**Task statement:**
Once you find the line with "Target: folded napkin on table" in the entries below, return exactly every line from it through the line with "the white ceiling".

**Input for this task:**
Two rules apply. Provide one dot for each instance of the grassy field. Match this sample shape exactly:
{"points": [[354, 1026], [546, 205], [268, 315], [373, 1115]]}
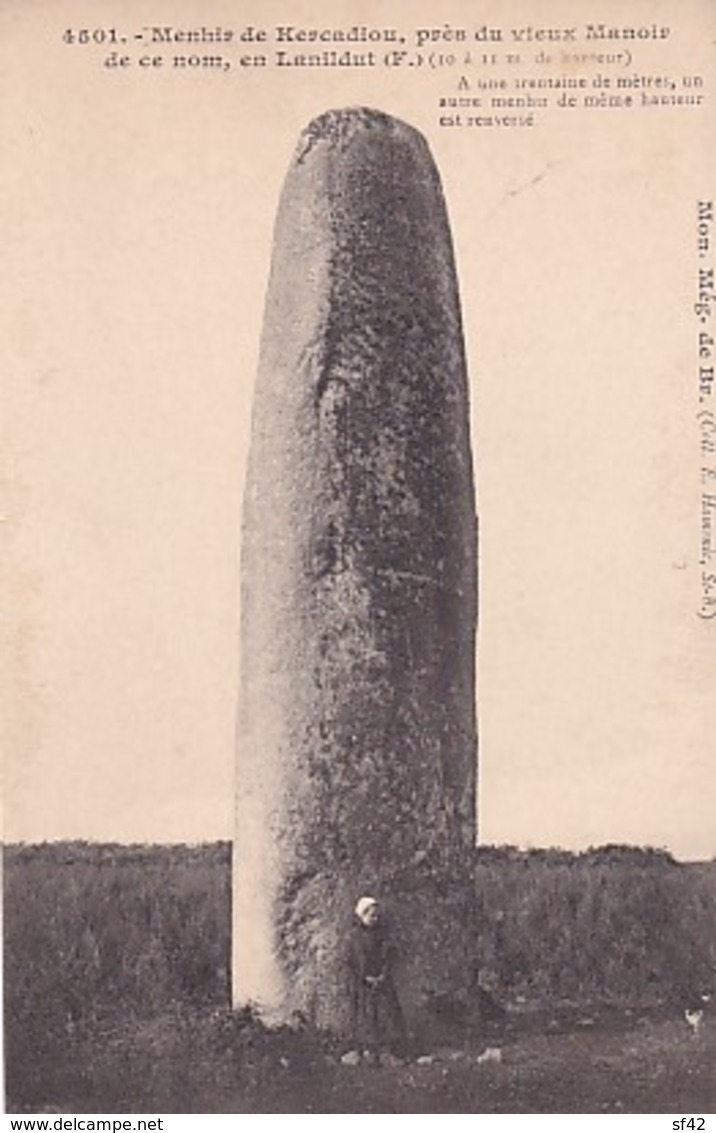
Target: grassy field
{"points": [[117, 985]]}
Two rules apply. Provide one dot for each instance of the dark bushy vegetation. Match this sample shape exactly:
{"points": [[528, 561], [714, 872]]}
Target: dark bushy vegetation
{"points": [[126, 950]]}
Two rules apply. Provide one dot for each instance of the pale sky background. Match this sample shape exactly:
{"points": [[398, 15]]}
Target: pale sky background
{"points": [[137, 244]]}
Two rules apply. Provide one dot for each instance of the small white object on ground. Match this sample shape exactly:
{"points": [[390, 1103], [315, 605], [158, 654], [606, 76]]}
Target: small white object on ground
{"points": [[491, 1054]]}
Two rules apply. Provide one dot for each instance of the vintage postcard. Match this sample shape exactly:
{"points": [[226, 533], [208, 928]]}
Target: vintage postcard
{"points": [[359, 552]]}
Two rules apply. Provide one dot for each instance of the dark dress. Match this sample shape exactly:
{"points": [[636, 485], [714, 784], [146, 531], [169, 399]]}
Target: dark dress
{"points": [[376, 1016]]}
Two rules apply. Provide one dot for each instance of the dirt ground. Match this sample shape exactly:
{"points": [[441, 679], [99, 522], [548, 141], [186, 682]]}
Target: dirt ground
{"points": [[563, 1061]]}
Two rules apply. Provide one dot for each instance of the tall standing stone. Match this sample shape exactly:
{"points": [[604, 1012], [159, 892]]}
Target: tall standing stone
{"points": [[357, 734]]}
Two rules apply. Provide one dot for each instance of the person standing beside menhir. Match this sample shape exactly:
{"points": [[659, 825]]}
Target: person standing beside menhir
{"points": [[357, 725]]}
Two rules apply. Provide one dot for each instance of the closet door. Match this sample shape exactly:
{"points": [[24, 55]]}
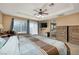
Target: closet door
{"points": [[61, 33], [74, 34], [33, 27]]}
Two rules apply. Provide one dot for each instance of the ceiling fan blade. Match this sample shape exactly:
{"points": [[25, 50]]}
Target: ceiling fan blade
{"points": [[44, 6], [51, 4], [44, 10], [36, 10]]}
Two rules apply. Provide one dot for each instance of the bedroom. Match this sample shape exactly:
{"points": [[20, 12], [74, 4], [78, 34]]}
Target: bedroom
{"points": [[36, 28]]}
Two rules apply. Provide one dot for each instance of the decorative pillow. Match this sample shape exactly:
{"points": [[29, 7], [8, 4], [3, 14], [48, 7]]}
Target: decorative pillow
{"points": [[2, 42]]}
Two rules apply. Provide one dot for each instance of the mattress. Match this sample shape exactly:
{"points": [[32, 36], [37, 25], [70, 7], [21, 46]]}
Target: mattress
{"points": [[32, 45]]}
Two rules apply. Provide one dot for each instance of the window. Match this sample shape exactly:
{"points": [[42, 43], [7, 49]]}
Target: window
{"points": [[20, 25], [33, 27]]}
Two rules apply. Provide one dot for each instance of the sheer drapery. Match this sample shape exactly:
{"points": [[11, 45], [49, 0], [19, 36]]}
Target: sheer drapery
{"points": [[20, 25], [33, 27]]}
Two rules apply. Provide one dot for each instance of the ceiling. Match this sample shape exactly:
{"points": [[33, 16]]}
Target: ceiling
{"points": [[26, 10]]}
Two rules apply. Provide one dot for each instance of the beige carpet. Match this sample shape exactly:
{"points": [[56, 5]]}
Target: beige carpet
{"points": [[73, 48]]}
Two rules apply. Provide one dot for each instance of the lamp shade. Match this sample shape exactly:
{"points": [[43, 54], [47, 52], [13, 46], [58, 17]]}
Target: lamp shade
{"points": [[1, 27]]}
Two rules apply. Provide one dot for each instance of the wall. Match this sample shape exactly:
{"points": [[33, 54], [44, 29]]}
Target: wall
{"points": [[68, 20], [6, 22], [1, 18], [45, 30]]}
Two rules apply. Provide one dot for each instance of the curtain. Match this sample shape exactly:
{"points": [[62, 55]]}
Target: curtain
{"points": [[33, 27], [20, 25]]}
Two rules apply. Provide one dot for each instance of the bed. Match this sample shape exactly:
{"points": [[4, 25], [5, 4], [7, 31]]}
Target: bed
{"points": [[33, 45]]}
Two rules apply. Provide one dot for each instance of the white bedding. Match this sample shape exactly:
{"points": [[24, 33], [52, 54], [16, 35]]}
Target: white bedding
{"points": [[23, 46], [58, 44]]}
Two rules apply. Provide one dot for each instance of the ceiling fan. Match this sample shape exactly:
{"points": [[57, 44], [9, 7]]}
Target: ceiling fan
{"points": [[41, 12]]}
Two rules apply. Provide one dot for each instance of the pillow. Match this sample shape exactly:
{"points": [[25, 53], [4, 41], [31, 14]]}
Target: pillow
{"points": [[2, 42]]}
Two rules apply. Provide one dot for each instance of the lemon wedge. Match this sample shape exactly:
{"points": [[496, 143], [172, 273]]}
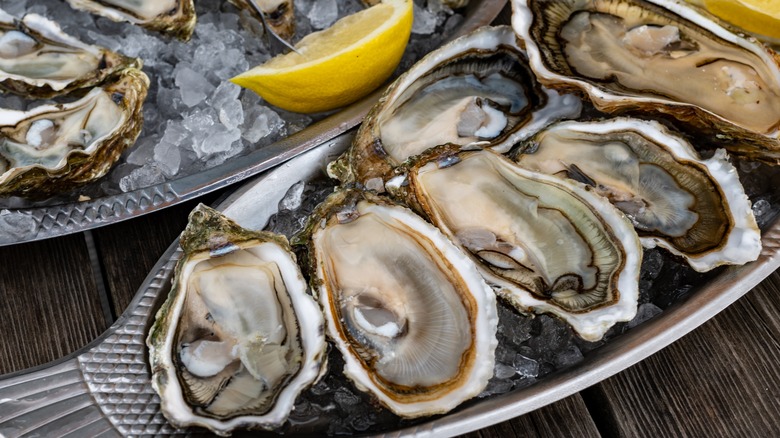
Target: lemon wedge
{"points": [[338, 65], [761, 17]]}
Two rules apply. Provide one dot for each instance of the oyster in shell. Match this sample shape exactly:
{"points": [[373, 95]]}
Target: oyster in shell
{"points": [[279, 15], [54, 148], [238, 338], [38, 60], [695, 208], [170, 17], [409, 312], [659, 55], [477, 89], [550, 245]]}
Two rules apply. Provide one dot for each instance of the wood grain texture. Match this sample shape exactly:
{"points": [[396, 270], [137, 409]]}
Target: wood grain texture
{"points": [[129, 250], [568, 417], [49, 303], [722, 379]]}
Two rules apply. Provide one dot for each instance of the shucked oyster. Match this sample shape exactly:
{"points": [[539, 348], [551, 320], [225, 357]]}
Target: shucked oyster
{"points": [[171, 17], [695, 208], [238, 338], [550, 245], [476, 89], [661, 55], [415, 322], [38, 60], [54, 148]]}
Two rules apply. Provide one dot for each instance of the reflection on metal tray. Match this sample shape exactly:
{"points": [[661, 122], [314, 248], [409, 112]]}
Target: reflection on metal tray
{"points": [[46, 220], [105, 388]]}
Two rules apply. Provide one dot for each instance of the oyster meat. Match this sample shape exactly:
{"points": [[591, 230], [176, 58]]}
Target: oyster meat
{"points": [[659, 55], [170, 17], [38, 60], [54, 148], [409, 312], [550, 245], [238, 338], [695, 208], [477, 89]]}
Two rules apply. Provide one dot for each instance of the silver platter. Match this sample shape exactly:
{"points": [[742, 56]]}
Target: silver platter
{"points": [[105, 389], [49, 219]]}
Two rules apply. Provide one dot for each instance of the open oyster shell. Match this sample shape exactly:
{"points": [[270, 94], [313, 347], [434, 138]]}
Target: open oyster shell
{"points": [[54, 148], [38, 60], [550, 245], [171, 17], [658, 55], [477, 89], [279, 15], [412, 317], [695, 208], [238, 338]]}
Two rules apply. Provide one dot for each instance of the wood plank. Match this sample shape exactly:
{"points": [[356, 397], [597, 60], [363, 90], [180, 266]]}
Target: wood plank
{"points": [[568, 417], [720, 380], [129, 250], [50, 302]]}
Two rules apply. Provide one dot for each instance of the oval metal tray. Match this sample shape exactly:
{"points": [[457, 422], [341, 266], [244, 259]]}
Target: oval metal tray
{"points": [[105, 389], [43, 221]]}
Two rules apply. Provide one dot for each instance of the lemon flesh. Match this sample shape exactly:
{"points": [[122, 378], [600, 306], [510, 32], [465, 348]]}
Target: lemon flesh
{"points": [[338, 65], [761, 17]]}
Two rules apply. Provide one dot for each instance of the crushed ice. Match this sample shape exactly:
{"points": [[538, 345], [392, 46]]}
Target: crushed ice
{"points": [[194, 118]]}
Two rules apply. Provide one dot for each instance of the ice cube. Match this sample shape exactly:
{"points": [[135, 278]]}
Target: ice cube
{"points": [[323, 13], [193, 86]]}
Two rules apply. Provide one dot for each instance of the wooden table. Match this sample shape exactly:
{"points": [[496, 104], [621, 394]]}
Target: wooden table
{"points": [[723, 379]]}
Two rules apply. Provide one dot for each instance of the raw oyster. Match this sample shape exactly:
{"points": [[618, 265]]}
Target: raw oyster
{"points": [[238, 338], [54, 148], [659, 55], [170, 17], [476, 89], [415, 322], [279, 14], [551, 245], [38, 60], [695, 208]]}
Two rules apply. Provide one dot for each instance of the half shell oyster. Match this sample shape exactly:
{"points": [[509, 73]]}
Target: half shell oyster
{"points": [[658, 55], [54, 148], [38, 60], [550, 245], [414, 320], [695, 208], [477, 89], [238, 338], [170, 17]]}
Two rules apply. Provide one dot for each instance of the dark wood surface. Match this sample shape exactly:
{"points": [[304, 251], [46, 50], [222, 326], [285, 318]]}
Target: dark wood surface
{"points": [[722, 379]]}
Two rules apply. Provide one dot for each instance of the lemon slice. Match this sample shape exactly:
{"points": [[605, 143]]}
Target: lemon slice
{"points": [[338, 65], [756, 16]]}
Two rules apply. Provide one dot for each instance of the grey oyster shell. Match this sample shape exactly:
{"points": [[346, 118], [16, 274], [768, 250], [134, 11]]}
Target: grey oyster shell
{"points": [[410, 314], [661, 57], [238, 338], [548, 245], [38, 60], [175, 18], [476, 91], [695, 208], [53, 149]]}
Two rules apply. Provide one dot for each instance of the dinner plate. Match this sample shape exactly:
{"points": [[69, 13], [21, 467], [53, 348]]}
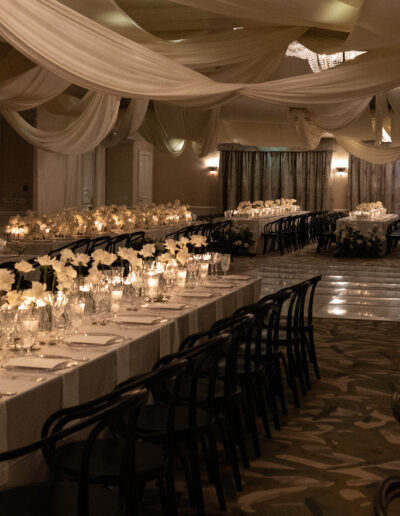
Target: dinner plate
{"points": [[31, 362], [94, 339]]}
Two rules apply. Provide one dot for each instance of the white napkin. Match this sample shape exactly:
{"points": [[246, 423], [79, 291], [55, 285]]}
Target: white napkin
{"points": [[196, 293], [35, 362], [137, 319], [168, 306], [218, 284], [100, 340]]}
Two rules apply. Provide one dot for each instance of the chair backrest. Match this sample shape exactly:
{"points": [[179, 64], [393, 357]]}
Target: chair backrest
{"points": [[204, 360], [136, 240], [80, 245], [67, 422], [100, 242]]}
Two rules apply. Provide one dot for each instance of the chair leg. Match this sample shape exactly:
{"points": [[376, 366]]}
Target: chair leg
{"points": [[251, 417], [312, 353], [240, 433], [216, 474]]}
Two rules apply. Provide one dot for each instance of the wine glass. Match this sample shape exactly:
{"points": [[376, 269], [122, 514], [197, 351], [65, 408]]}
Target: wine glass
{"points": [[225, 262], [58, 302], [76, 313], [29, 331], [215, 259], [115, 300], [8, 318]]}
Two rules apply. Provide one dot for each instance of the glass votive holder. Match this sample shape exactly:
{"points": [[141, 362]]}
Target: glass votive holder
{"points": [[180, 281], [203, 270], [153, 287]]}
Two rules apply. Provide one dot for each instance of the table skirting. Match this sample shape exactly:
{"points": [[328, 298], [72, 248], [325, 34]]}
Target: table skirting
{"points": [[23, 415]]}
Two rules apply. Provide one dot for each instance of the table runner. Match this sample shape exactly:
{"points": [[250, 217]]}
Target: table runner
{"points": [[22, 416]]}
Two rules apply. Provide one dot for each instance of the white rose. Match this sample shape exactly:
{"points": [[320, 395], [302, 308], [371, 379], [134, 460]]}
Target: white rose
{"points": [[44, 261], [14, 298], [66, 254], [23, 267], [148, 250], [198, 240], [104, 257], [81, 259], [7, 278]]}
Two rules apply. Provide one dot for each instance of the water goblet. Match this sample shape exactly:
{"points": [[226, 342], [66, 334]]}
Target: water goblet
{"points": [[116, 299], [29, 331], [225, 262], [8, 318], [58, 302], [76, 313]]}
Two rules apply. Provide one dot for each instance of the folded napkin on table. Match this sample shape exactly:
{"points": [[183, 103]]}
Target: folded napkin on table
{"points": [[33, 362], [196, 293], [168, 306], [218, 284], [100, 340], [137, 319]]}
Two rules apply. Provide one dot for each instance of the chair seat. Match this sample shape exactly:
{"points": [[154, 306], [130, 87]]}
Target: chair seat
{"points": [[106, 458], [55, 499], [153, 418]]}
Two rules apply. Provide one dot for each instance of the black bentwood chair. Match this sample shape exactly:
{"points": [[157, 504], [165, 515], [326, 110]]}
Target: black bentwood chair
{"points": [[149, 462], [79, 497], [192, 423]]}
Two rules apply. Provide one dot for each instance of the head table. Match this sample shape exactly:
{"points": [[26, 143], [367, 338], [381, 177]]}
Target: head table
{"points": [[256, 226], [100, 368], [41, 247]]}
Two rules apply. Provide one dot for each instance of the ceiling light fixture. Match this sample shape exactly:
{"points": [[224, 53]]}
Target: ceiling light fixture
{"points": [[320, 62]]}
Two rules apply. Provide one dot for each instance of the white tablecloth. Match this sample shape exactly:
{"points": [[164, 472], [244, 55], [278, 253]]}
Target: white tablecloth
{"points": [[366, 225], [41, 247], [22, 415], [256, 226]]}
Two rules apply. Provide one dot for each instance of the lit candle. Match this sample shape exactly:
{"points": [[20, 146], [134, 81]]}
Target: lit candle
{"points": [[181, 277]]}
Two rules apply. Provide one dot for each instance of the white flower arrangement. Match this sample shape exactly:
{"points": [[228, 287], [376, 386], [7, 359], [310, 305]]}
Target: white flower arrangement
{"points": [[351, 242], [72, 222], [369, 206]]}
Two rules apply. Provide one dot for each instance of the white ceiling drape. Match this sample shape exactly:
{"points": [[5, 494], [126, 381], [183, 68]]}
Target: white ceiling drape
{"points": [[194, 75]]}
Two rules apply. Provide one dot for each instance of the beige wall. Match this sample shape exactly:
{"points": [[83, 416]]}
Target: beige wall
{"points": [[185, 178], [340, 158], [16, 171]]}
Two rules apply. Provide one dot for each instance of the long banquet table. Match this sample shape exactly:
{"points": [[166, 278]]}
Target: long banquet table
{"points": [[22, 415], [41, 247], [256, 226]]}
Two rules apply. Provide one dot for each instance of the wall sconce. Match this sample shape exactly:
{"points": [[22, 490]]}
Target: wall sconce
{"points": [[341, 171], [213, 171]]}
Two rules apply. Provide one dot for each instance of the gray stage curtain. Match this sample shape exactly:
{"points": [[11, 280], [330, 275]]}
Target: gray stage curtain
{"points": [[370, 183], [258, 175]]}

**Result of the task:**
Target: folded napkin on table
{"points": [[33, 362], [196, 293], [168, 306], [218, 284], [100, 340], [137, 319]]}
Two rules apply. Provide one dot for each instance of the chair seat. Match this sample shape exactly:
{"points": [[154, 306], [130, 87]]}
Target: chair seat
{"points": [[106, 458], [55, 499], [153, 418]]}
Two rules apply. Provide one dot for each instance of the black bentwood chair. Match this sample shape exactly:
{"points": [[157, 504], [165, 515], [326, 110]]}
Target: black bentwood chair
{"points": [[149, 462], [79, 497], [192, 423]]}
Two rules apply. Provide one dot for each instance of the head table. Match this sample shape exactly:
{"points": [[26, 143], [367, 338], [381, 177]]}
Target: head table
{"points": [[256, 226], [100, 368], [41, 247]]}
Two rules apply. Provide one dot for each instance of the ceiling light fixture. Match this sample shape exactly:
{"points": [[224, 53]]}
Target: ceiling light fixture
{"points": [[320, 62]]}
Two rules apply. Provide one dot for each instance of the white tablecloth. Match this sample shape exactly:
{"points": [[164, 472], [244, 55], [278, 253]]}
Target: white tablecloth
{"points": [[366, 225], [41, 247], [22, 415], [256, 226]]}
Two rules apply. Provide one dot for each instance of the lit candle. Match this sample shape exactly:
{"points": [[20, 146], [134, 81]]}
Target: lit candle
{"points": [[181, 277]]}
Two rules apply. Provide one dot for each instance of the white flower arrangement. Match this sample shape exactly:
{"points": [[228, 287], [376, 386], [7, 359], [310, 305]]}
Target: white flower arrangement
{"points": [[351, 242], [72, 222], [369, 206]]}
Two rules apply. Provide one dot for each instance of the white ceiling drape. Match this sample shape exactly:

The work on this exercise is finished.